## Begin

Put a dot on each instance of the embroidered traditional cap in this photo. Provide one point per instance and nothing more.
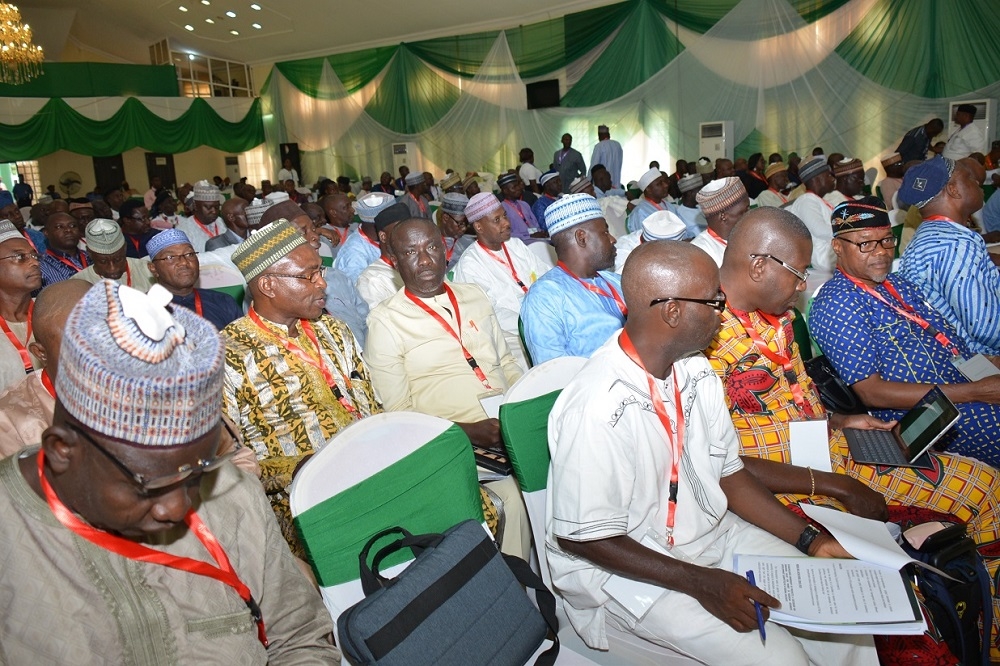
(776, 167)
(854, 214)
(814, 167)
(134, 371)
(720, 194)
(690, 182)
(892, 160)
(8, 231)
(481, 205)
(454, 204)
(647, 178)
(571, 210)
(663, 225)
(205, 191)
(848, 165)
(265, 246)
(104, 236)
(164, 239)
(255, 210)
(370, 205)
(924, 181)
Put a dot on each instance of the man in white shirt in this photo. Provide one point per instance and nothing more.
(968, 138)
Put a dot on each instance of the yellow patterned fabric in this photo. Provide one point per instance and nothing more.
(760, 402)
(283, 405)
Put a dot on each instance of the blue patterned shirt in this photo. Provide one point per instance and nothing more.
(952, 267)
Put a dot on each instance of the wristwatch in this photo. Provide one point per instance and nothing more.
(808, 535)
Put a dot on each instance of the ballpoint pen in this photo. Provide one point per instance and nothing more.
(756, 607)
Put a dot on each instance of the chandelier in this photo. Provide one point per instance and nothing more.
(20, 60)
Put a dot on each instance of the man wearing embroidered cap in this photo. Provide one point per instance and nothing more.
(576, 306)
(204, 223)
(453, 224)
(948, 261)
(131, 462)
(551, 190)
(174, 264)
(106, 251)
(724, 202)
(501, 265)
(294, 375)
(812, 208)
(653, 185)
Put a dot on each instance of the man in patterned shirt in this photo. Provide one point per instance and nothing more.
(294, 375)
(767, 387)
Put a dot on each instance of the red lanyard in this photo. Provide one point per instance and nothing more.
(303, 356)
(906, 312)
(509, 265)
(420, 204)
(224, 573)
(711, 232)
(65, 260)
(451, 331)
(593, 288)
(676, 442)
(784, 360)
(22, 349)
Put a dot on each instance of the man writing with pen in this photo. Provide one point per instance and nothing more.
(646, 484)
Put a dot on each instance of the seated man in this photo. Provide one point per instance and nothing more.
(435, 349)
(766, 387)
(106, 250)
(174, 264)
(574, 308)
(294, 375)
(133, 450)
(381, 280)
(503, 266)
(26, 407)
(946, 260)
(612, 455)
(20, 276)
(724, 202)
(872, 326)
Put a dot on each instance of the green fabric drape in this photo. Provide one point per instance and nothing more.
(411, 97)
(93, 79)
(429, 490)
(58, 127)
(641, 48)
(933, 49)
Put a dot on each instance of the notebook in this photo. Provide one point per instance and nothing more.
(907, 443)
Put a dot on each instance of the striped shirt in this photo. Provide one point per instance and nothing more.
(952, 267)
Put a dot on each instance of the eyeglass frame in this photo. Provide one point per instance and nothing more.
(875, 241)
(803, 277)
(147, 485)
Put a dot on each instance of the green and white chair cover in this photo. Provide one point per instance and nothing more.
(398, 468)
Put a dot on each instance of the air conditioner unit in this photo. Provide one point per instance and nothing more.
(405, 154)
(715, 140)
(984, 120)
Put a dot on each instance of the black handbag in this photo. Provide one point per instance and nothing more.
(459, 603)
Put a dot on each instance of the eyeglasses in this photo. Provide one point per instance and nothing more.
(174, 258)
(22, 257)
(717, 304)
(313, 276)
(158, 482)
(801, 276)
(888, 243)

## End

— CHALLENGE —
Restate the data above word for word. Skip every picture.

— SOLUTION FOR THIS PROBLEM —
Put a dot on each instance of the embroidered traditional cap in this photo. Provide one point per instance and nothing more.
(776, 167)
(854, 214)
(814, 167)
(134, 371)
(720, 194)
(690, 182)
(892, 160)
(8, 231)
(481, 205)
(454, 204)
(647, 178)
(571, 210)
(663, 225)
(205, 191)
(848, 165)
(265, 246)
(104, 236)
(164, 239)
(255, 210)
(370, 205)
(924, 181)
Put a dot on each instance of the man in white shirt in this photo. Provide one point per instance and nothing more.
(968, 138)
Put a dot on each instance of the yellow patterned fabric in this photo. Provide one point per instance and nothing more.
(760, 402)
(283, 405)
Put a dot on each instance of the blue patterned shirt in this photo. Provide one point per instance and nothing more.
(952, 267)
Put a dot on each instance of the wristwatch in this photo. Provide one point per instance and nothing more.
(808, 535)
Put a dot on each instance of the ballpoint pen in this photo. Provide one point per instance and nothing more.
(756, 607)
Put a dot on each instance of the chandelier in this photo. Provide one point per instance and nothing more.
(20, 60)
Put a dot on each instance of the man wearing embroidered cap in this photo. Provide one point per instance and nothing more.
(576, 306)
(204, 223)
(453, 224)
(948, 261)
(131, 462)
(551, 190)
(174, 264)
(106, 251)
(724, 202)
(501, 265)
(294, 375)
(812, 208)
(653, 185)
Put a dot on each instance of the man in patterned shirt in this photo. Provide one point per instance and nothing more.
(294, 375)
(767, 387)
Put a dot on each instance of the red lanyard in this photo. Provide one point per instance and nothing more.
(303, 356)
(906, 312)
(509, 265)
(420, 204)
(224, 573)
(711, 232)
(65, 260)
(451, 331)
(593, 288)
(676, 442)
(784, 360)
(22, 349)
Put a dot on each instance of the man writing with pen in this photo. Provide one point per instance and nothing more.
(646, 484)
Put a dot on each instance of the seated man in this photo. Provide one point per instance and nothing more.
(435, 349)
(766, 387)
(106, 250)
(174, 264)
(574, 308)
(294, 375)
(133, 450)
(381, 280)
(503, 266)
(26, 407)
(946, 260)
(612, 455)
(20, 276)
(724, 202)
(872, 326)
Put a dot on each instance of the green fabric drape in this photo. Provide one point per instance and nothing more.
(411, 97)
(93, 79)
(429, 490)
(58, 127)
(641, 48)
(933, 49)
Put a dot on each instance of the notebook in this photo. Provide one point per instance and nothing more.
(907, 443)
Put a dot on each instance of the striped shirt in this photo. Provide one point per instance and nothing more.
(952, 267)
Put a dot on each instance of the eyeglass frame in this photo. Provide one point per instance and nothing more.
(875, 241)
(803, 277)
(147, 485)
Put a dot on each instance of the green and white chair cover in this photo. Provide one point per instance and nothing more.
(398, 468)
Put a dot on each instance of the air conditioner unit in this photo. Provide one point per instance and nothing more.
(405, 154)
(715, 140)
(984, 120)
Put a dot on each instance of the black handbag in this photo. Provide one point per instance and nothing more.
(459, 603)
Put a dot on each instance of the eyeglasses in this photo. Provide one point per instance and nothing more.
(174, 258)
(22, 257)
(717, 304)
(313, 276)
(158, 482)
(801, 276)
(888, 243)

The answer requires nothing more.